[Tasks to perform]:
(1) Answer these questions using the location data article.
(a) What is another name for geospatial data?
(b) Which body published the new guidance?
(c) According to the article, what does geospatial data tell organizations?
(2) Print the part of the location data article from "New guidance has" up to and including "by local authorities.".

━━━━━ Extract

New guidance has been published to help public sector organisations such as councils make more effective cases for investing in location data.
Geospatial data – also known as location data – tells organisations where people and objects are and underpins key services used by local authorities.
It supports the delivery of policies ranging from net zero and levelling up to managing the coronavirus pandemic.
Published by the Geospatial Commission, the guidance sets out an approach to understanding, assessing and articulating the value of a location data project, from the inception stage to the presentation of benefits.

━━━━━━━━━━
━━━━━ Data records

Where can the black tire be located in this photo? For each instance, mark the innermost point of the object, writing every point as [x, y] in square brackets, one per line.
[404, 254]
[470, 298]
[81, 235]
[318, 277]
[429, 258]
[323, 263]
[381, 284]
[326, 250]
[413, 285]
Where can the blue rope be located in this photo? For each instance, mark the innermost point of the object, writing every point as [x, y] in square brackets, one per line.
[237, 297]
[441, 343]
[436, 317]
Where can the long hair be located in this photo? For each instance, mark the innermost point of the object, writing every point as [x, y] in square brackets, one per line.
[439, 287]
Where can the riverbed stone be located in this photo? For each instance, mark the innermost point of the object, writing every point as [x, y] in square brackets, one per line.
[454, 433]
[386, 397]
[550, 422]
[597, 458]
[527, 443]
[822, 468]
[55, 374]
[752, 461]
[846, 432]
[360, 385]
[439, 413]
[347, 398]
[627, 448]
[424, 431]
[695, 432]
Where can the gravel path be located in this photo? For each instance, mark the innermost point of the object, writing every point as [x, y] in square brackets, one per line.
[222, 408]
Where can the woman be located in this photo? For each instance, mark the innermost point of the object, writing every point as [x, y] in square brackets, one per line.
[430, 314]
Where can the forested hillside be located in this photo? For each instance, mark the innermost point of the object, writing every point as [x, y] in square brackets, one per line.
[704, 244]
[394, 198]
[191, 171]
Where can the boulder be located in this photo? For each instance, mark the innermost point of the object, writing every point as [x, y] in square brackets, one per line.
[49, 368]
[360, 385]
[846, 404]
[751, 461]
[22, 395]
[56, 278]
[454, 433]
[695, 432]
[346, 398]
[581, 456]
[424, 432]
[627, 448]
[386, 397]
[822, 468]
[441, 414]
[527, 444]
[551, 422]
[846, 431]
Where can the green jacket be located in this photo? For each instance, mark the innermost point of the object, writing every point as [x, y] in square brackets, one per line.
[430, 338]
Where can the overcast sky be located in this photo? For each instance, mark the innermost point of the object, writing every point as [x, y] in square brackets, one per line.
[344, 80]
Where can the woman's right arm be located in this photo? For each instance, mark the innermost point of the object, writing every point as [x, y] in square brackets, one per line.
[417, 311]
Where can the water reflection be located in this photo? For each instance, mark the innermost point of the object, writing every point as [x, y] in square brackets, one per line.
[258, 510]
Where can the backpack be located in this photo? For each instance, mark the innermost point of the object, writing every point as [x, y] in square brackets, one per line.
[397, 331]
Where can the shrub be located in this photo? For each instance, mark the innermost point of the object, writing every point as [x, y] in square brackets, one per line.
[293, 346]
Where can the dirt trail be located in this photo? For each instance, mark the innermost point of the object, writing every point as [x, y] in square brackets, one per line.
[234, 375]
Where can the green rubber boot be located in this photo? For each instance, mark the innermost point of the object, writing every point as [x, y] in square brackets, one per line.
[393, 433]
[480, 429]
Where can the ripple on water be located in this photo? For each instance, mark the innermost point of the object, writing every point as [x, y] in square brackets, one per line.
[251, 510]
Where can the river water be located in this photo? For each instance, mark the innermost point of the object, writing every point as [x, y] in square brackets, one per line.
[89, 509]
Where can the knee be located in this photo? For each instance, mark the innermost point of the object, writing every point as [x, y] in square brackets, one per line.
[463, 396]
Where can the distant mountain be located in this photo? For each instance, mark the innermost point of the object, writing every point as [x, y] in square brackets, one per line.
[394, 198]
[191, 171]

━━━━━━━━━━

[Answers to each task]:
(1)
(a) Location data.
(b) The Geospatial Commission.
(c) Where people and objects are.

(2)
New guidance has been published to help public sector organisations such as councils make more effective cases for investing in location data.
Geospatial data – also known as location data – tells organisations where people and objects are and underpins key services used by local authorities.